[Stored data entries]
━━━━━━━━━━━━━━━━

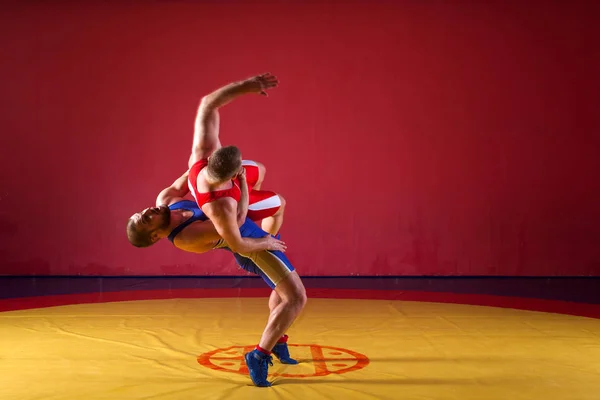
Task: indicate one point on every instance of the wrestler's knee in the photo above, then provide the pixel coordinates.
(292, 292)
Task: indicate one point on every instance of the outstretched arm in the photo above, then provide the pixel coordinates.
(206, 128)
(177, 190)
(244, 202)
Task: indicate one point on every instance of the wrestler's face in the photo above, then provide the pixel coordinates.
(153, 218)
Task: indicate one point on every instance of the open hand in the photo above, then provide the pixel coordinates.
(261, 83)
(275, 244)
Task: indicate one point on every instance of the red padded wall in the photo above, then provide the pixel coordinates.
(409, 138)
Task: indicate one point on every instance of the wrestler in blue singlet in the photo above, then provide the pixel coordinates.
(271, 265)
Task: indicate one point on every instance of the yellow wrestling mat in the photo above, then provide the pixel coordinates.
(349, 349)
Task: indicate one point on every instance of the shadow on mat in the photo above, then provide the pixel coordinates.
(400, 381)
(415, 359)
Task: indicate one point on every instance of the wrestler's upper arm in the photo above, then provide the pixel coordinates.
(223, 214)
(206, 133)
(178, 189)
(198, 237)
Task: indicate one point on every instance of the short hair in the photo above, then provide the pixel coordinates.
(138, 236)
(224, 163)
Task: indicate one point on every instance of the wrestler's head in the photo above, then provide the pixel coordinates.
(224, 163)
(147, 227)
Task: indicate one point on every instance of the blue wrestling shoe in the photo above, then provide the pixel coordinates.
(258, 366)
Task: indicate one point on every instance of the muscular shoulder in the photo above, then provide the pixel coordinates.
(199, 235)
(220, 208)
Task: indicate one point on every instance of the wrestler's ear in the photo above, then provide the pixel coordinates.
(154, 237)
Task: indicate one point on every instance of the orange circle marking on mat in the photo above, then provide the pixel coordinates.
(354, 361)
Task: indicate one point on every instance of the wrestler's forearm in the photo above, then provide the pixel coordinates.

━━━━━━━━━━━━━━━━

* Work task *
The records above should be output exactly, but without any of their pictures.

* Task solution *
Task: indicate one point on every instance of the wrestler's knee in the photo above, then provide the pixel coordinates.
(292, 292)
Task: indicate one point on every instance of the outstretched arm in the photo above, then provide the pixel coordinates.
(206, 128)
(177, 190)
(244, 202)
Task: indicate one point on every instance of the wrestler's face in the photo above, then provide the pixel coordinates.
(153, 218)
Task: indicate one point on every instance of the open hand in the photo above, then provide the pixel coordinates.
(261, 83)
(275, 244)
Task: indicate one point on every instance of the red padded wall in the photo above, then provide the pixel coordinates.
(409, 138)
Task: indicate one point on every instance of the wrestler in blue singlet in the photo above, then provide the pixel coordinates.
(271, 265)
Task: indicate one point on every instance of the yellow wrestling mat in the photo above, then provide the pixel coordinates.
(349, 349)
Task: indicate one point on every instance of the shadow on mat in the photo above, then provide the pixel coordinates.
(400, 381)
(415, 359)
Task: indicate one point on every instance of the wrestler's upper arm in the photo above, then provide the pixel coordinates.
(223, 214)
(206, 133)
(178, 189)
(198, 237)
Task: indicate one point on every instance of the short hair in the photo above, then provide the pixel coordinates.
(138, 236)
(224, 163)
Task: indicate one point on every instance of the wrestler's head in the photo above, then provide the pixel coordinates.
(224, 163)
(147, 227)
Task: indicate one point on every instance of the blue wrestling shoe in the photo above, then provide the pixel coordinates.
(258, 366)
Task: indicate one point on every instance of the muscular shoulder in the photo above, then provide the pixel coordinates.
(199, 235)
(220, 208)
Task: indicate one point on every instance of the wrestler's ear in the photo above, then provide the pixel coordinates.
(154, 237)
Task: indicate one point on every instance of the orange circle marking on mat in the photo above, then provide the pixel coordinates.
(354, 361)
Task: indicate one point on every instance of the wrestler's forearm in the photo above, then provide the pixel coordinates.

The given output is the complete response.